──────── LISTED ENTRIES

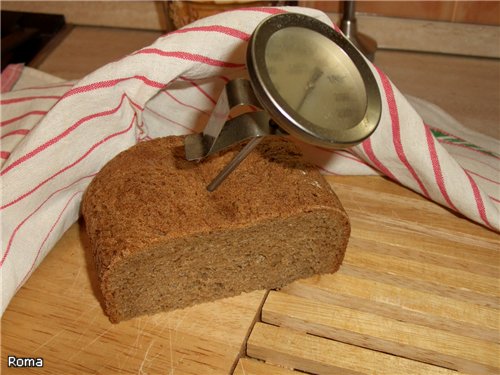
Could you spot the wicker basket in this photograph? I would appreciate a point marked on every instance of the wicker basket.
(184, 12)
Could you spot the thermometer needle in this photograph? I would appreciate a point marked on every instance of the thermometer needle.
(310, 85)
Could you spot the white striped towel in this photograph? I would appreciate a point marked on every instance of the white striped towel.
(57, 135)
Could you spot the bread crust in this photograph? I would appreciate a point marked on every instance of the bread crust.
(149, 196)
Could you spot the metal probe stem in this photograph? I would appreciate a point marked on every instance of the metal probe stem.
(233, 164)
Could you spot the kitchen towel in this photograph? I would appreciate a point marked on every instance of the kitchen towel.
(56, 135)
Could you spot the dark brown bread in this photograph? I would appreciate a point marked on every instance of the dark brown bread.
(161, 241)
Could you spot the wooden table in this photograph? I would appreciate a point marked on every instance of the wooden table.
(418, 293)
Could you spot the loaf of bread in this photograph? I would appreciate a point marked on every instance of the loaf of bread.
(161, 241)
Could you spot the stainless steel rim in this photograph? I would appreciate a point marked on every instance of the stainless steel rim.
(281, 112)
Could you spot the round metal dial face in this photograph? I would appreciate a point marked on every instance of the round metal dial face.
(312, 81)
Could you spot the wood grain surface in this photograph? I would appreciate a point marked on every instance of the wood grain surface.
(418, 293)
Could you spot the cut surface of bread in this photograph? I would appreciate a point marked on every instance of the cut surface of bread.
(161, 241)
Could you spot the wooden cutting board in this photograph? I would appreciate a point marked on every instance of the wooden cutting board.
(418, 293)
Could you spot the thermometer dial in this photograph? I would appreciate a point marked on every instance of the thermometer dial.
(313, 82)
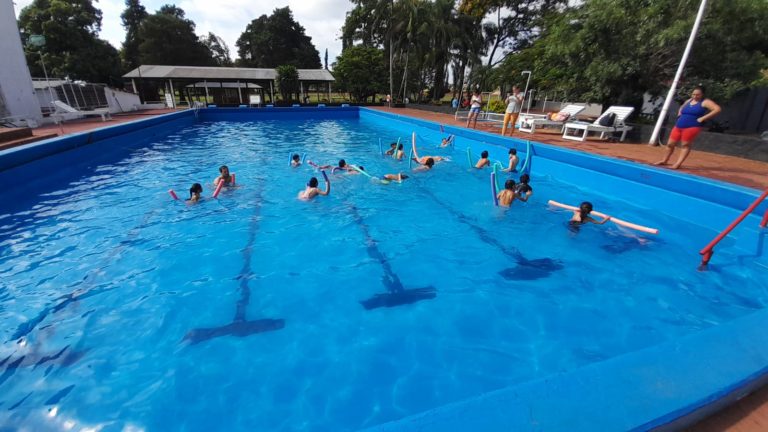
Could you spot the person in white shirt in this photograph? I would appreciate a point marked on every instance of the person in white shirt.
(514, 103)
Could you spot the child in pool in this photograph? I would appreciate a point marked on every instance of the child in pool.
(523, 189)
(483, 162)
(508, 195)
(513, 161)
(312, 190)
(194, 193)
(582, 216)
(223, 176)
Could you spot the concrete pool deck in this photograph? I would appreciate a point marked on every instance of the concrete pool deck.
(731, 169)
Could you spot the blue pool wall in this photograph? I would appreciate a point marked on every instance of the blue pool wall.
(649, 388)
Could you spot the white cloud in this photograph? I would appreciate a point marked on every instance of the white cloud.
(322, 19)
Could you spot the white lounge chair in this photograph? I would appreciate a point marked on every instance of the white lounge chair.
(621, 114)
(103, 112)
(528, 123)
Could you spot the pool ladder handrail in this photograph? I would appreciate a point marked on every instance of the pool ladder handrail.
(708, 250)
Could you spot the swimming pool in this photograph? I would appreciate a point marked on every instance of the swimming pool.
(123, 308)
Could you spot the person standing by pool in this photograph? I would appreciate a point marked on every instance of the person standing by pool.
(514, 103)
(474, 108)
(691, 115)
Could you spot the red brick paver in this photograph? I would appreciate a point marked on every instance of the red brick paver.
(732, 169)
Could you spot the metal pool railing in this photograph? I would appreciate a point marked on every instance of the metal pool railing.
(708, 250)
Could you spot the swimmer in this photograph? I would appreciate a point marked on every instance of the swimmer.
(483, 162)
(513, 161)
(523, 190)
(399, 153)
(424, 160)
(581, 216)
(312, 191)
(399, 177)
(508, 195)
(194, 193)
(223, 176)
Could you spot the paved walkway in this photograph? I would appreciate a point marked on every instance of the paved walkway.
(745, 172)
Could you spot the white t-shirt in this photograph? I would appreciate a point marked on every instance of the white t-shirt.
(513, 104)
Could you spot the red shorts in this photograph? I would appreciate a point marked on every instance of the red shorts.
(684, 135)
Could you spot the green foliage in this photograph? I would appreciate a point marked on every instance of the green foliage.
(72, 48)
(132, 16)
(278, 39)
(361, 71)
(167, 38)
(287, 81)
(218, 48)
(612, 51)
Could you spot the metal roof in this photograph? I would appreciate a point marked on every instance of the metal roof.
(221, 73)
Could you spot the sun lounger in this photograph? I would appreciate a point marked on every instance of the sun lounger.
(528, 123)
(66, 109)
(578, 131)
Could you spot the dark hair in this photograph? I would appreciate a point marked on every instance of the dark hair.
(584, 209)
(196, 188)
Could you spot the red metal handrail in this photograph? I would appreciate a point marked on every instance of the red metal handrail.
(706, 253)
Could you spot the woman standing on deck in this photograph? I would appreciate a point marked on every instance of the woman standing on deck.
(690, 117)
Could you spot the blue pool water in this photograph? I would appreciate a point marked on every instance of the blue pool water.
(103, 278)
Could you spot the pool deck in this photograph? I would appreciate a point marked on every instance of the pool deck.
(731, 169)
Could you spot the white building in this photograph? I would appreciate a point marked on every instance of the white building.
(17, 94)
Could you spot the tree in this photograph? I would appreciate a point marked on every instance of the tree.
(361, 71)
(269, 41)
(72, 48)
(613, 51)
(287, 81)
(219, 49)
(168, 38)
(132, 16)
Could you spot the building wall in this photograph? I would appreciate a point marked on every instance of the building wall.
(15, 82)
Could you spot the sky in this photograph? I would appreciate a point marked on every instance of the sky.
(321, 19)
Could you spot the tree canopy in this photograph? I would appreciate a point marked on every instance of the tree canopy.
(72, 47)
(271, 41)
(168, 38)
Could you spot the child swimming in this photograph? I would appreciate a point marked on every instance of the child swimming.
(523, 189)
(508, 195)
(223, 176)
(513, 161)
(312, 191)
(194, 193)
(581, 216)
(483, 162)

────────────────

YOUR OBJECTIVE -
Turn every line of the listing from the line containing "Could you spot the sky" through the last line, inclusive, into a JSON list of strings, one string per line, omitting blank lines.

TASK OUTPUT -
[
  "Could you spot the sky in this photograph? I would appreciate a point marked on every instance of the sky.",
  "(321, 19)",
  "Could you spot the tree canopy in this photograph? I would appreciate a point marked on every instance of the tree canopy.",
  "(72, 47)",
  "(271, 41)",
  "(168, 38)",
  "Could you spot the child swimming in this photograph? I would appreciate a point marked on every instance of the child swimming.",
  "(523, 189)",
  "(508, 195)",
  "(223, 176)",
  "(513, 161)",
  "(312, 191)",
  "(194, 193)",
  "(581, 216)",
  "(483, 162)"
]